AIM OF THE EXERCISE.
Rewrite everything from the line containing "Complete each <instance>" down to the line containing "rough mask: <svg", putting "coarse mask" wherever "rough mask" appears and keeping the rest of the material unchanged.

SUPPLIED MATERIAL.
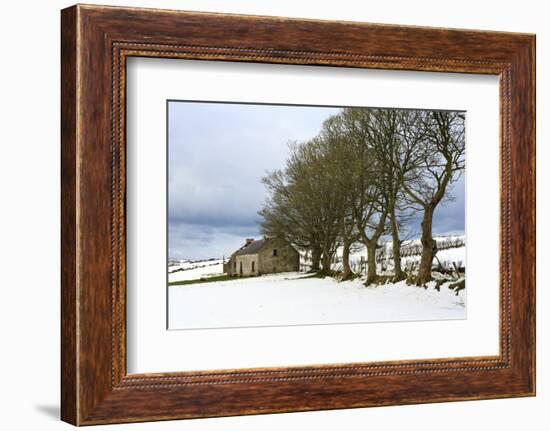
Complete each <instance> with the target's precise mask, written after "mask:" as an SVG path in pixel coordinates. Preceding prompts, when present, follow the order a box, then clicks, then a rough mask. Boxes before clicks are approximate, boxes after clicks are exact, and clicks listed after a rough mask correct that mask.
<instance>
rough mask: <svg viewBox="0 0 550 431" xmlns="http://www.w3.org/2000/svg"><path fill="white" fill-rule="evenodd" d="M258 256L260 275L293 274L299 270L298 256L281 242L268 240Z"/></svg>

---

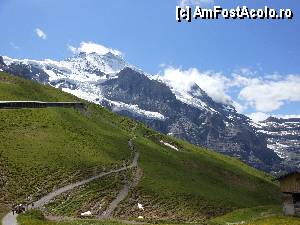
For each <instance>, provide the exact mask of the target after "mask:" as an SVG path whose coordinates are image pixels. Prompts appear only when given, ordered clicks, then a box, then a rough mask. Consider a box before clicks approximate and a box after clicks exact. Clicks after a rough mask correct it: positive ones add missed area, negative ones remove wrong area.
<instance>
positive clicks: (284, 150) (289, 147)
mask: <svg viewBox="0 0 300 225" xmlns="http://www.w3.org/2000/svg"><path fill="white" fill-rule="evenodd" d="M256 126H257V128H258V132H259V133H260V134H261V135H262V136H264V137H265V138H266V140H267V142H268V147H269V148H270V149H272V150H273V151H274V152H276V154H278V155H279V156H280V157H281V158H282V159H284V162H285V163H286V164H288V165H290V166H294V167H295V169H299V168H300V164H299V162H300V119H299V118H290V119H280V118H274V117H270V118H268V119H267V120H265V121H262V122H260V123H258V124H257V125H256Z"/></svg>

WRITTEN SOLUTION.
Complete each <instance> with the target's precise mask, written after "mask:" as an SVG path in pixel coordinates. Preceding prompts, when present, follow the order a box, then clicks, then a coarse mask. Boxes before clicks are approximate, boxes after clicks are exact, and clicks listed after a coarse mask correct that mask.
<instance>
coarse mask: <svg viewBox="0 0 550 431" xmlns="http://www.w3.org/2000/svg"><path fill="white" fill-rule="evenodd" d="M258 256L260 275L293 274L299 270L298 256L281 242L268 240Z"/></svg>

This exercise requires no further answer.